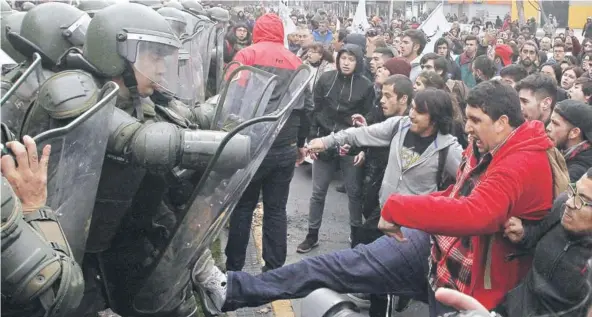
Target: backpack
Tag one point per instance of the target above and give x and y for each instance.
(443, 181)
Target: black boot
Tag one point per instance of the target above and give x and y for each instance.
(356, 236)
(311, 241)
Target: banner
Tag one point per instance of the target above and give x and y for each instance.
(289, 26)
(434, 27)
(360, 23)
════════════════
_Do this_. Could you turn the records into a numbered list, starting at the line that contains "Target: banner" and running through the last record, leaving out any blank lines?

_Full answer_.
1. Target: banner
2. Tag one point per instance of the target above and give x and y for each instance.
3. (289, 26)
4. (434, 27)
5. (360, 23)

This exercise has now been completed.